Please reproduce everything from the first of the lines below down to the line containing "POLYGON ((88 52, 90", shifting every coordinate by adding 17 to it.

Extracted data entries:
+++
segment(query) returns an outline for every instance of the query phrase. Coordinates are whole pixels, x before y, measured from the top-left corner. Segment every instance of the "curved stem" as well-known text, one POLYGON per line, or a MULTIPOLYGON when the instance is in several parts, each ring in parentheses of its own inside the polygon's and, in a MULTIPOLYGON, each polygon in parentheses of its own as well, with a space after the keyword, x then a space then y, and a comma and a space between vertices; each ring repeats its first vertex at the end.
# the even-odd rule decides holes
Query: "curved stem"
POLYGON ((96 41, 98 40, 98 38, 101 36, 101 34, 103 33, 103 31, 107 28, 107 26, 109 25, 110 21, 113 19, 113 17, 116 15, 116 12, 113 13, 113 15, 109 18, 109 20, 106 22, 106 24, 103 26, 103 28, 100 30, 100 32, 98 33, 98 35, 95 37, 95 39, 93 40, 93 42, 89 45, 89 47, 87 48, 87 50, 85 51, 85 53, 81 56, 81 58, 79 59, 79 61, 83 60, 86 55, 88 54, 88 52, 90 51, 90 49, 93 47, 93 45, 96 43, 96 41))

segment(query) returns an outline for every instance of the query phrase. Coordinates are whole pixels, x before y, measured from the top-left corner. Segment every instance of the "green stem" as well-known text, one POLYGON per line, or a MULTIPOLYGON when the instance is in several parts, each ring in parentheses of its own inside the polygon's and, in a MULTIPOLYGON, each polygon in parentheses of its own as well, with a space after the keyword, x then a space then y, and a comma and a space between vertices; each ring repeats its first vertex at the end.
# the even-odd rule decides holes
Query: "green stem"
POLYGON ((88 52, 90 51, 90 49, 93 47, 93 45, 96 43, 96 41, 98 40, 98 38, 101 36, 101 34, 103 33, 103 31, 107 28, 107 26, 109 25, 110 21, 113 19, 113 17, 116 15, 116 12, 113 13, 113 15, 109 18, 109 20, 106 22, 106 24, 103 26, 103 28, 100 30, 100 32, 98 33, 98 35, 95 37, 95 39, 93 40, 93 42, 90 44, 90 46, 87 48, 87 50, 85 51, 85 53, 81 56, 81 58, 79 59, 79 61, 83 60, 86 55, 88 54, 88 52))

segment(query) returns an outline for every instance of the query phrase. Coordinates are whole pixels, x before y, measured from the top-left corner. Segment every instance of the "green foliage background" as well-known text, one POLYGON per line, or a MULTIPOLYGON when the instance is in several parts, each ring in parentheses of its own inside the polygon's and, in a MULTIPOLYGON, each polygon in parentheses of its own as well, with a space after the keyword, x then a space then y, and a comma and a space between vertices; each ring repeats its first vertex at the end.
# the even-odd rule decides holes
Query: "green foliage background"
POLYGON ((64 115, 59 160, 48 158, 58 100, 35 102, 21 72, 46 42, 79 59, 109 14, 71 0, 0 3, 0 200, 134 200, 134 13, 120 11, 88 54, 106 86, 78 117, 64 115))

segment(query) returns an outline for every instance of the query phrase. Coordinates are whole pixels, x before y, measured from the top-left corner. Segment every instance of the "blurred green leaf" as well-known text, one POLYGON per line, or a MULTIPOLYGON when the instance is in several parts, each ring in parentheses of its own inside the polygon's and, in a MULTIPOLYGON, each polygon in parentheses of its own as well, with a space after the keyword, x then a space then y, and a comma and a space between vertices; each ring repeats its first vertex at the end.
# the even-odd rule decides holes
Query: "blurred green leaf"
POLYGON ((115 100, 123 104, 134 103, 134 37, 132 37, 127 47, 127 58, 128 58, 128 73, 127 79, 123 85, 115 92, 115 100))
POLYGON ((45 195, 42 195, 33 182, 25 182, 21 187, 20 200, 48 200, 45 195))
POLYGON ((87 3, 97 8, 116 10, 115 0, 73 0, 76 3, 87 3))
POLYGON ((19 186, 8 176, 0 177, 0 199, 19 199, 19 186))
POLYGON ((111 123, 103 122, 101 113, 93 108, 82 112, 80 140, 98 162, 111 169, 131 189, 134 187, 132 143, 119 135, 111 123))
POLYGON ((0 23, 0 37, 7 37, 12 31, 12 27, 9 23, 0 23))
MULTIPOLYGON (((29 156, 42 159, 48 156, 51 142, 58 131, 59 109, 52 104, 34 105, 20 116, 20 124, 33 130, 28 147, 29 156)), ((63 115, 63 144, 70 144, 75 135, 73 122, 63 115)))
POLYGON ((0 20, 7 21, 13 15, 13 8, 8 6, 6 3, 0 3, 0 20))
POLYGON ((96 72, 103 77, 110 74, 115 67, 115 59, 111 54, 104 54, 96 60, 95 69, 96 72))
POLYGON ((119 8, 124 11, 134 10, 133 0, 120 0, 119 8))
+++
Full response ::
segment(query) returns an outline for every instance of the query phrase. Coordinates are whole pixels, x before y, measured from the top-left corner. Segment every instance of the "curved stem" as well-known text, one POLYGON per line, or a MULTIPOLYGON when the instance is in several parts, each ring in parentheses of its own inside the polygon's and, in a MULTIPOLYGON, each polygon in parentheses of its own as well, with a space after the keyword, x then a space then y, and a comma and a space between vertices; each ring repeats its first vertex at the end.
# the even-odd rule decides holes
Query: "curved stem"
POLYGON ((113 58, 115 57, 115 55, 118 53, 118 51, 120 50, 120 48, 124 45, 124 43, 126 42, 127 38, 130 36, 130 34, 133 32, 133 29, 130 30, 130 32, 126 35, 126 37, 123 39, 123 41, 120 43, 120 45, 117 47, 117 49, 115 50, 115 52, 112 54, 112 56, 110 57, 110 59, 106 62, 106 64, 104 65, 104 67, 102 68, 102 70, 98 73, 98 75, 96 76, 96 78, 100 77, 103 72, 105 71, 105 69, 107 68, 107 66, 110 64, 110 62, 113 60, 113 58))

segment(query) returns an outline for every instance of the query phrase. Coordinates are whole pixels, x before y, measured from the top-left corner. Segment every instance of the "green stem" as well-known text, one POLYGON per line, or a MULTIPOLYGON when the instance is in several parts, each ring in parentheses of its own inside the polygon's and, in a MULTIPOLYGON, each polygon in parentheses of its own as well, with a space after the keyword, x then a space then y, and a comma and a space between vertices; each ring repeats its first vertex at the end.
# the even-odd rule decides holes
Query: "green stem"
POLYGON ((105 69, 107 68, 107 66, 110 64, 110 62, 113 60, 113 58, 115 57, 115 55, 118 53, 118 51, 120 50, 120 48, 124 45, 124 43, 126 42, 127 38, 130 36, 130 34, 133 32, 133 29, 130 30, 130 32, 126 35, 126 37, 123 39, 123 41, 120 43, 120 45, 117 47, 117 49, 115 50, 115 52, 112 54, 112 56, 110 57, 110 59, 107 61, 107 63, 104 65, 104 67, 102 68, 102 70, 98 73, 98 75, 96 76, 96 78, 100 77, 103 72, 105 71, 105 69))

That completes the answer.